The small increase in “Energy Services” (+0.5%) is a bit misleading in my opinion. Digging behind the numbers reveals an 8.8% decline in natural gas (piped) prices and that overwhelms - essentially hiding - a 3.6% increase in electricity prices. The fact that the average of -8.8% and +3.6% as +0.5% tells us they also weigh electricity more. And, with all the pressure on the electricity from EVs plus an old U.S. infrastructure suggests that we’ll continue to see higher electricity prices regardless of Fed policy.
Chicken
The next chart is a fun one. If you have a minute go to BLS and click the different prices (link in footnote[2]). Everyone in the U.S. has been feeling the chicken and egg price increase. So, I thought I’d share it. It stands out in the numbers too. The dark line is eggs and the yellow line is chicken overall.
We all felt the spike in egg prices, but the clear trend for both of these is that chicken related prices continue to rise. No deeper point here. It’s just sometimes nice to know we aren’t going crazy. Yes, we felt it, and, yes, chicken prices are unusually high.
Continued Return Post Covid?
This last chart makes me wonder if we are still seeing higher prices due to a return to a post-Covid life.
As demand grows, prices rise. If you add to that some supply shortages, then prices will rise more rapidly. When Covid hit, everyone in the world rapidly tried to shift their spending to “home” goods: appliances, electronics, wood, materials for renovations, and so on. Shifting everything overnight caused bottlenecks in supplies, and that was on top of other supply chain bottle necks due to other problems with shipping, ports, and so on.

Listed entries:
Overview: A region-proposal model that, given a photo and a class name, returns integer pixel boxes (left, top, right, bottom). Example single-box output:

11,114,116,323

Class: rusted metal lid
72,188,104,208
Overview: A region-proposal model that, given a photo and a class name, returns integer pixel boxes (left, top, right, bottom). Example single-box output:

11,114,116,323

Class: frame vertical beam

Actions to take:
• a. Duplicate the part of the price commentary that begins with the words containing "The small increase" and ends with "of Fed policy.".
• b. In the price commentary, by what percentage did piped natural gas prices decline?
• c. Take the price commentary further, starting right after its final sentence.

Numbered answers:
• a.
The small increase in “Energy Services” (+0.5%) is a bit misleading in my opinion. Digging behind the numbers reveals an 8.8% decline in natural gas (piped) prices and that overwhelms - essentially hiding - a 3.6% increase in electricity prices. The fact that the average of -8.8% and +3.6% as +0.5% tells us they also weigh electricity more. And, with all the pressure on the electricity from EVs plus an old U.S. infrastructure suggests that we’ll continue to see higher electricity prices regardless of Fed policy.

• b. 8.8%

• c.
But, that Covid shift was a relative price shift. That is, those “home goods” prices spiked up but “away from home” prices fell.
In theory, however, we can imagine a shift in demand like this just causing a drop in some prices and a rise in others, leaving the overall CPI unchanged. That it didn’t reflects real world frictions. In particular the price decline was soon mitigated by a rapid decrease in supply as restaurants, hotels, and other such services reduced hours, closed and began running into their own labor supply problems. Add to that a lot of stimulus to support demand, and we saw higher prices everywhere.
Moving past Covid to today, we see all food prices rising but we definitely see “away from home” prices spiking much more, by 4.5% in this graph. That suggests to me that it is part of the unwinding from Covid as our distribution of demand gets rebalanced. We want to eat out more, and it’ll take time for the economic system to re-adjust everything to that. In the meantime we’ll see higher prices. And, that high-price effect will be worsened if government spending or monetary policy further stimulate demand. The effect will be lessened if not, and will also go away on its own as the supply-side of the economy adjusts.
Conclusions
If the higher food prices are post-Covid rebalancing, then we’ll see them decline on their own. No need for special Fed action.
If the electricity prices continue to rise as we add more and more burdens to a fixed, old energy grid in the United States, then no Fed action will stop it.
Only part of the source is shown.